Segment Start: Selected passage

As governments increasingly restrict social media for minors, Meta is taking a different approach: giving parents more visibility into what their kids are doing online. The company just announced a feature that allows parents to see what subjects their teenagers have been asking Meta AI about over the past week, though not the specific details of those conversations.
The new tool appears in a dedicated Insights tab within Meta's parental supervision feature, accessible both through apps and web browsers. Parents can view broad categories like School, Entertainment, Health, and Travel, then drill down into subcategories—for example, seeing that their teen asked about fitness or mental health without reading the actual exchange. This strikes a balance between oversight and privacy.
Meta is also partnering with the Cyberbullying Research Center to provide conversation starters for parents. These are designed as open-ended discussion prompts to help families talk about AI safety in a natural way. Additionally, the company created an AI Wellbeing Expert Council that includes researchers from universities and the National Council of Suicide Prevention to guide how the company designs AI experiences for teens.
The timing matters. Several countries have banned social media for children entirely, citing concerns about AI-related harms. Recent cases—including a Canadian teen who received dangerous instructions from ChatGPT and multiple suicides linked to AI interactions—have intensified scrutiny. Meta's approach essentially delegates some safety responsibility to parents while maintaining its platforms for younger users.

Segment End: Selected passage

* Activities
**A)** In the article on Meta's teen AI insights, which organization is Meta partnering with to provide conversation starters for parents?
**B)** Reproduce the article on Meta's teen AI insights verbatim, starting at "The new tool" and ending at "experiences for teens.".

Segment Start: Collected material

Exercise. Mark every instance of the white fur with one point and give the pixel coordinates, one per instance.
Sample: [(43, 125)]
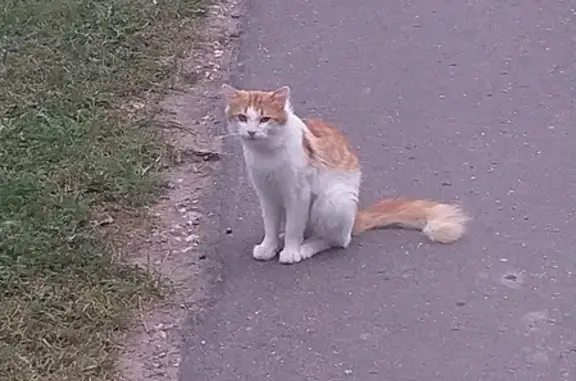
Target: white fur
[(320, 204)]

Segment End: Collected material

* List of answers
**A)** The Cyberbullying Research Center.

**B)**
The new tool appears in a dedicated Insights tab within Meta's parental supervision feature, accessible both through apps and web browsers. Parents can view broad categories like School, Entertainment, Health, and Travel, then drill down into subcategories—for example, seeing that their teen asked about fitness or mental health without reading the actual exchange. This strikes a balance between oversight and privacy.
Meta is also partnering with the Cyberbullying Research Center to provide conversation starters for parents. These are designed as open-ended discussion prompts to help families talk about AI safety in a natural way. Additionally, the company created an AI Wellbeing Expert Council that includes researchers from universities and the National Council of Suicide Prevention to guide how the company designs AI experiences for teens.